[Referring expression data]
--

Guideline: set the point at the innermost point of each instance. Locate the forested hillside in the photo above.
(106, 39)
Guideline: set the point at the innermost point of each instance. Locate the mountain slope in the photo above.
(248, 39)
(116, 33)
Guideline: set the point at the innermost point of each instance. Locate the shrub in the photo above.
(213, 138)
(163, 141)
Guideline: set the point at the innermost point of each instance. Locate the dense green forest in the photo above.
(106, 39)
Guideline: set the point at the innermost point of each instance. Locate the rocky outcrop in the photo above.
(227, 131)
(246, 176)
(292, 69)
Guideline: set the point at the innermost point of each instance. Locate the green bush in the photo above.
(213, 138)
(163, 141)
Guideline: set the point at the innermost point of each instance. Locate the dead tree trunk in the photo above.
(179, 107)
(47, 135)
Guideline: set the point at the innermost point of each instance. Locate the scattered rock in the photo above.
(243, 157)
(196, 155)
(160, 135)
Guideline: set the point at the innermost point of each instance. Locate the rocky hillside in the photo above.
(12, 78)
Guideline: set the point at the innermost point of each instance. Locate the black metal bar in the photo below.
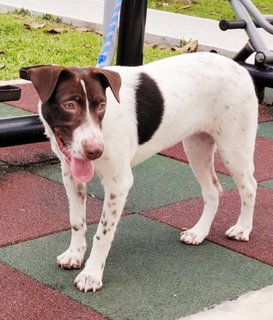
(9, 93)
(262, 77)
(131, 32)
(226, 24)
(21, 130)
(244, 53)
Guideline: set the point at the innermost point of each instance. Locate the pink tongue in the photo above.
(82, 170)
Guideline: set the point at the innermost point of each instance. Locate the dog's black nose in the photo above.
(92, 152)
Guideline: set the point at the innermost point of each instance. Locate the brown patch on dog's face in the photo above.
(67, 107)
(72, 99)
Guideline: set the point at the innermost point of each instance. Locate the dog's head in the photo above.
(73, 104)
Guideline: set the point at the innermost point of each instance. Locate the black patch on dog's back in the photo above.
(149, 107)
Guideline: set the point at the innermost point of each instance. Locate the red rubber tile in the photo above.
(262, 158)
(185, 214)
(32, 207)
(24, 298)
(29, 98)
(26, 154)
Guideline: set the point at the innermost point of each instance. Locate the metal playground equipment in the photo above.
(249, 19)
(29, 129)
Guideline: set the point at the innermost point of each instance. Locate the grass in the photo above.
(212, 9)
(23, 47)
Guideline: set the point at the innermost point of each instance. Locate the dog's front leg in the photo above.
(116, 191)
(73, 257)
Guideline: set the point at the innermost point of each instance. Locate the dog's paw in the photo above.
(71, 259)
(88, 281)
(238, 232)
(192, 236)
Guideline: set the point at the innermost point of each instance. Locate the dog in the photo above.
(202, 99)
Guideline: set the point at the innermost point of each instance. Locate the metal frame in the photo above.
(249, 19)
(29, 129)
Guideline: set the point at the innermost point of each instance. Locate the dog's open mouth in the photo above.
(82, 170)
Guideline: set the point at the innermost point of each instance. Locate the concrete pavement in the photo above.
(161, 26)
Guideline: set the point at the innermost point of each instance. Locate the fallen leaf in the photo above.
(187, 7)
(188, 48)
(34, 26)
(83, 30)
(55, 31)
(99, 32)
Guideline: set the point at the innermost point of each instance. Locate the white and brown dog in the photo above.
(202, 99)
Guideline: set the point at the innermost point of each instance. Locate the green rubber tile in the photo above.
(266, 130)
(158, 181)
(8, 111)
(267, 184)
(150, 274)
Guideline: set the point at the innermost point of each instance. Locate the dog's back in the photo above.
(165, 101)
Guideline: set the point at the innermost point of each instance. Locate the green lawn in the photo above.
(20, 46)
(213, 9)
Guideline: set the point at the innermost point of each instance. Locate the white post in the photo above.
(109, 6)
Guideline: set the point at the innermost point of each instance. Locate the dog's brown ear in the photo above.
(45, 79)
(111, 79)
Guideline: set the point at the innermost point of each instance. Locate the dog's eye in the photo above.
(69, 105)
(101, 107)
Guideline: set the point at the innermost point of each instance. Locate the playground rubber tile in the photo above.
(267, 184)
(29, 98)
(186, 214)
(7, 111)
(266, 130)
(24, 298)
(262, 158)
(32, 207)
(265, 113)
(149, 273)
(26, 154)
(158, 181)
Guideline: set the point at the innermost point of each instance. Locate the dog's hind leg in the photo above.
(200, 152)
(238, 158)
(117, 184)
(73, 257)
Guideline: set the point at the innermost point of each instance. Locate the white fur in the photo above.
(209, 100)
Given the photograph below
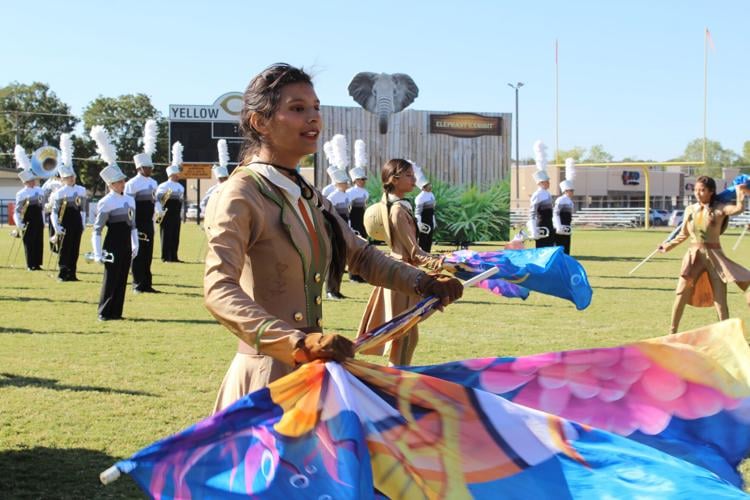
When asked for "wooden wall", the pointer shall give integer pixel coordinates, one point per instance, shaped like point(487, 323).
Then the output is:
point(481, 161)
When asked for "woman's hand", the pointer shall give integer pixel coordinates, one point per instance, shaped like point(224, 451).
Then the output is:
point(323, 346)
point(446, 288)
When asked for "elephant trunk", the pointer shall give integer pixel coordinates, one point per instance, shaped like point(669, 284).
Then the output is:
point(385, 108)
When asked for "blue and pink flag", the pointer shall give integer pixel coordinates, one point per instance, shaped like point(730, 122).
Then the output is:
point(661, 418)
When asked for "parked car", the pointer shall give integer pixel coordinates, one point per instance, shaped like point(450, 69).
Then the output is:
point(676, 218)
point(192, 211)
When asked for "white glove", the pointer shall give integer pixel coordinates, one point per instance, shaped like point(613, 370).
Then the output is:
point(96, 243)
point(533, 233)
point(134, 245)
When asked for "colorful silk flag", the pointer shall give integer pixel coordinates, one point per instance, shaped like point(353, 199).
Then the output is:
point(471, 429)
point(545, 270)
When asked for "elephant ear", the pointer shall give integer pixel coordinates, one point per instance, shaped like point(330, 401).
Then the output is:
point(360, 89)
point(406, 91)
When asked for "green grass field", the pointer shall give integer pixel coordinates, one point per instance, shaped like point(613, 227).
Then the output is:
point(76, 394)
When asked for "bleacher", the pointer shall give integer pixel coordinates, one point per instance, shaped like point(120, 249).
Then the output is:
point(594, 217)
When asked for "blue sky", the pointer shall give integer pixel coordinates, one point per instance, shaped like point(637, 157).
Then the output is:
point(631, 72)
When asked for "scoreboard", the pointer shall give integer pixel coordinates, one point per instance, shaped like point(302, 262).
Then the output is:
point(199, 128)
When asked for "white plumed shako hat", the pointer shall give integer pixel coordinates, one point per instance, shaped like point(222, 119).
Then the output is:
point(111, 173)
point(24, 164)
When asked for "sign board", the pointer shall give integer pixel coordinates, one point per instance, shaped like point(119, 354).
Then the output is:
point(199, 128)
point(465, 125)
point(196, 171)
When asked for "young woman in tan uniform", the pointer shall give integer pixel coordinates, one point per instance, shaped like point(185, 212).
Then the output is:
point(270, 243)
point(705, 269)
point(398, 180)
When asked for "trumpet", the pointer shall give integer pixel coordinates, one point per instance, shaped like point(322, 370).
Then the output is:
point(107, 257)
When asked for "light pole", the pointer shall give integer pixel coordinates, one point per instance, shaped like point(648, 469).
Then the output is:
point(518, 190)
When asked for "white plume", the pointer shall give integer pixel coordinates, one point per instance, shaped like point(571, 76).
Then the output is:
point(177, 149)
point(104, 145)
point(328, 150)
point(149, 137)
point(22, 161)
point(223, 152)
point(360, 153)
point(540, 156)
point(66, 150)
point(570, 169)
point(340, 151)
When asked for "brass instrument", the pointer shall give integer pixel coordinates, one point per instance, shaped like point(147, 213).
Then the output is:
point(44, 161)
point(107, 257)
point(164, 200)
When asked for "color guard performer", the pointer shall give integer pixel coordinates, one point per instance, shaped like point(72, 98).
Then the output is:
point(28, 212)
point(270, 238)
point(424, 212)
point(220, 172)
point(562, 214)
point(170, 195)
point(540, 206)
point(68, 213)
point(142, 188)
point(116, 211)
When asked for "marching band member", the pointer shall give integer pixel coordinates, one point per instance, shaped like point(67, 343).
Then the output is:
point(340, 202)
point(116, 211)
point(28, 212)
point(705, 269)
point(68, 213)
point(358, 195)
point(562, 213)
point(269, 243)
point(170, 194)
point(219, 171)
point(142, 188)
point(540, 206)
point(424, 211)
point(399, 179)
point(49, 187)
point(331, 186)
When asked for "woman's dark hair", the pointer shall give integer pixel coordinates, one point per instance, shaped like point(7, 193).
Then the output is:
point(262, 96)
point(710, 185)
point(393, 168)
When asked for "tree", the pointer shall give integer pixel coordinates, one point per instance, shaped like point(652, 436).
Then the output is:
point(597, 155)
point(124, 118)
point(34, 115)
point(716, 156)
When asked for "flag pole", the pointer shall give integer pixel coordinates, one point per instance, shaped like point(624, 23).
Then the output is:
point(557, 106)
point(705, 91)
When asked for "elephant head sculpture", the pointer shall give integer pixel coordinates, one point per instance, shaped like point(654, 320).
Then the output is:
point(383, 94)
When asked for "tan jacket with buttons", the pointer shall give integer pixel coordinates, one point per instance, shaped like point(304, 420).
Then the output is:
point(260, 279)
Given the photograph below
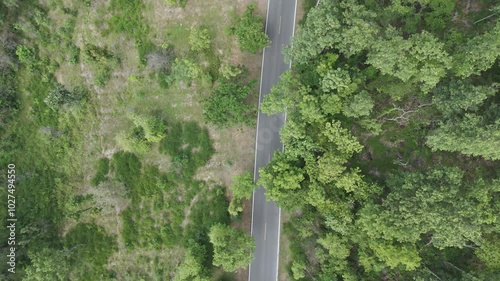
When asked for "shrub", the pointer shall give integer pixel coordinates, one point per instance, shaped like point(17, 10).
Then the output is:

--

◆ Exercise:
Report every line of the entries that carries the word "elephant".

◆ Exercise result:
When asked for "elephant trunk", the pointer shall give integer pixel coordinates, one point per instance, shaped like point(669, 284).
When asked for "elephant ear", the pointer shall give integer pixel coordinates, one point per instance, shaped like point(330, 401).
When asked for "elephant head sculpture", the pointer shall give integer pixel coordinates, one point per instance, shaped like point(654, 320).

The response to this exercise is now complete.